### [DOCUMENT SECTION]
B. Other Instructions:
- I. The Scrutinizer will collate the votes downloaded from the e-voting system and votes received through physical ballot and votes casted during the polling process conducted at EGM venue, to declare the final result for each of the resolutions forming part of the EGM Notice.
- II. The results of the voting shall be declared on or after the Extraordinary General Meeting of the Company. The Results declared, along with the Scrutinizer's Report, shall be placed on the Company's website www.naclind.com and be communicated to the Stock Exchanges where the Company's shares are listed, i.e., BSE Limited (BSE), National Stock Exchange of India Limited (NSE).
- III. Members may address any query to Mr.Satish Kumar Subudhi, Company Secretary & Head-Legal, at the Registered Office of the Company, Tel. No.040-33605123/124/125, Fax No. 040-23358062, Email: [email protected], Website: www.naclind.com.

### [SOURCE DATA]
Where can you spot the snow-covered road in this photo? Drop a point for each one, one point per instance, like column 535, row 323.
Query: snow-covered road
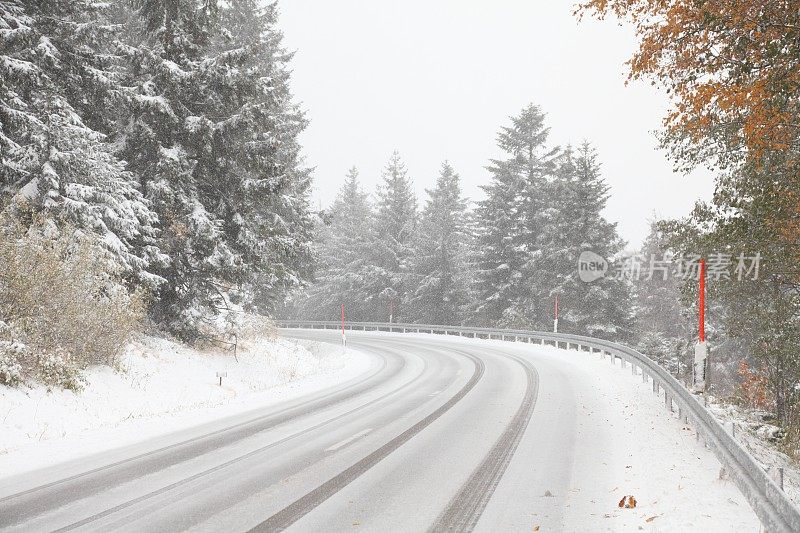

### [INSTRUCTIONS]
(a) From the EGM voting instructions, list each kind of vote the Scrutinizer will collate.
(b) Please reproduce the EGM voting instructions verbatim from "- II. The results" up to and including "protected], Website: www.naclind.com.".
The lines shown after the EGM voting instructions come from another source.

### [ANSWER LIST]
(a)
- Votes downloaded from the e-voting system
- Votes received through physical ballot
- Votes casted during the polling process conducted at EGM venue

(b)
- II. The results of the voting shall be declared on or after the Extraordinary General Meeting of the Company. The Results declared, along with the Scrutinizer's Report, shall be placed on the Company's website www.naclind.com and be communicated to the Stock Exchanges where the Company's shares are listed, i.e., BSE Limited (BSE), National Stock Exchange of India Limited (NSE).
- III. Members may address any query to Mr.Satish Kumar Subudhi, Company Secretary & Head-Legal, at the Registered Office of the Company, Tel. No.040-33605123/124/125, Fax No. 040-23358062, Email: [email protected], Website: www.naclind.com.